Short task >>
Find every line in the records that contains the string "wall", matching case exactly, and copy each of those lines.

Exercise input >>
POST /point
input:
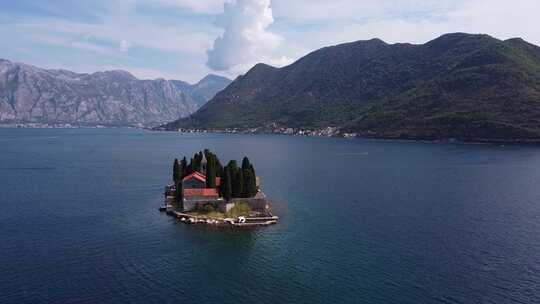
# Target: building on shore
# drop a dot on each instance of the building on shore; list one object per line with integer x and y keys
{"x": 196, "y": 195}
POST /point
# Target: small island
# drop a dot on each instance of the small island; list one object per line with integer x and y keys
{"x": 205, "y": 191}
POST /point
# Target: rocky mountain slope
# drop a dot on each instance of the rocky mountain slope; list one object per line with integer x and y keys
{"x": 114, "y": 98}
{"x": 462, "y": 86}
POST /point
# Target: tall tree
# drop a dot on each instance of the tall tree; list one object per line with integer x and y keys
{"x": 245, "y": 163}
{"x": 226, "y": 187}
{"x": 184, "y": 167}
{"x": 250, "y": 183}
{"x": 179, "y": 195}
{"x": 237, "y": 183}
{"x": 177, "y": 174}
{"x": 211, "y": 173}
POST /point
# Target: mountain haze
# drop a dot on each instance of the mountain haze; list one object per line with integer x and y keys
{"x": 115, "y": 98}
{"x": 463, "y": 86}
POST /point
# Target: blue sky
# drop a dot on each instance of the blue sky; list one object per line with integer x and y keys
{"x": 187, "y": 39}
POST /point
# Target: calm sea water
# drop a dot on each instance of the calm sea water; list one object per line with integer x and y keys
{"x": 362, "y": 222}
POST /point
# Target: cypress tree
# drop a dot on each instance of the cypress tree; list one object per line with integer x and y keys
{"x": 245, "y": 163}
{"x": 179, "y": 194}
{"x": 211, "y": 174}
{"x": 250, "y": 183}
{"x": 176, "y": 171}
{"x": 237, "y": 183}
{"x": 226, "y": 187}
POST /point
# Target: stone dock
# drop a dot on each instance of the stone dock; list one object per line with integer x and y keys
{"x": 231, "y": 222}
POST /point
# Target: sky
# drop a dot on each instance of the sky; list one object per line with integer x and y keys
{"x": 188, "y": 39}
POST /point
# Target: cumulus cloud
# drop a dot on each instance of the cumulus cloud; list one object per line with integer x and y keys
{"x": 125, "y": 45}
{"x": 246, "y": 39}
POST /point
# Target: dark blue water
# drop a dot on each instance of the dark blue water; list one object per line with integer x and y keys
{"x": 362, "y": 222}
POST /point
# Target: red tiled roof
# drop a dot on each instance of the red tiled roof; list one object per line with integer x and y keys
{"x": 201, "y": 177}
{"x": 196, "y": 175}
{"x": 206, "y": 192}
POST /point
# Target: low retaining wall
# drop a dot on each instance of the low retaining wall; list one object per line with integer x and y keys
{"x": 258, "y": 203}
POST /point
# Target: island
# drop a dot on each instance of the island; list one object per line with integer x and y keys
{"x": 205, "y": 191}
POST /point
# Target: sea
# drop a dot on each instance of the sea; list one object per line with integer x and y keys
{"x": 361, "y": 221}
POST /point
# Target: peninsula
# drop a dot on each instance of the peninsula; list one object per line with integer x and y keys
{"x": 205, "y": 191}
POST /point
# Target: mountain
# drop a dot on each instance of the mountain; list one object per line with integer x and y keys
{"x": 115, "y": 98}
{"x": 461, "y": 86}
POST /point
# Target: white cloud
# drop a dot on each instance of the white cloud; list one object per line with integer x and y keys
{"x": 246, "y": 39}
{"x": 198, "y": 6}
{"x": 125, "y": 45}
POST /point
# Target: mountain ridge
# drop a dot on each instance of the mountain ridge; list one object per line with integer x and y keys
{"x": 32, "y": 95}
{"x": 385, "y": 90}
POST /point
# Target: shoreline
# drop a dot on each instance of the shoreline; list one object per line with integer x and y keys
{"x": 188, "y": 218}
{"x": 482, "y": 141}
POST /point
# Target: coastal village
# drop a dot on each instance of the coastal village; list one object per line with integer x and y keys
{"x": 205, "y": 191}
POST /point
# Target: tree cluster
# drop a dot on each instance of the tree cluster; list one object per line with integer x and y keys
{"x": 236, "y": 181}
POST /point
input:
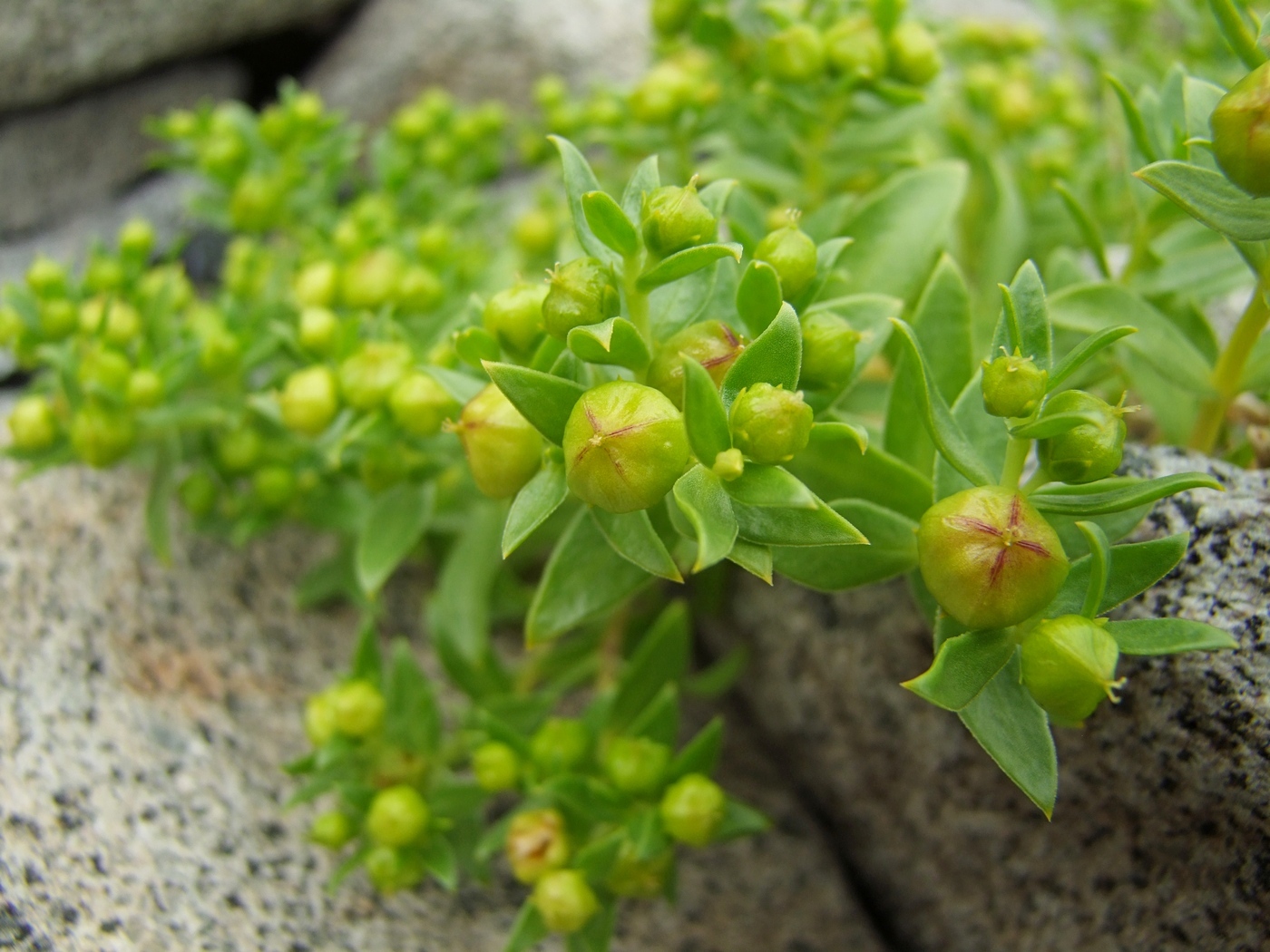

Answer to the problem >>
# Target: low retaining wall
# drop a dot on each instance of the low retaining wall; list one object per line with integer x and y keys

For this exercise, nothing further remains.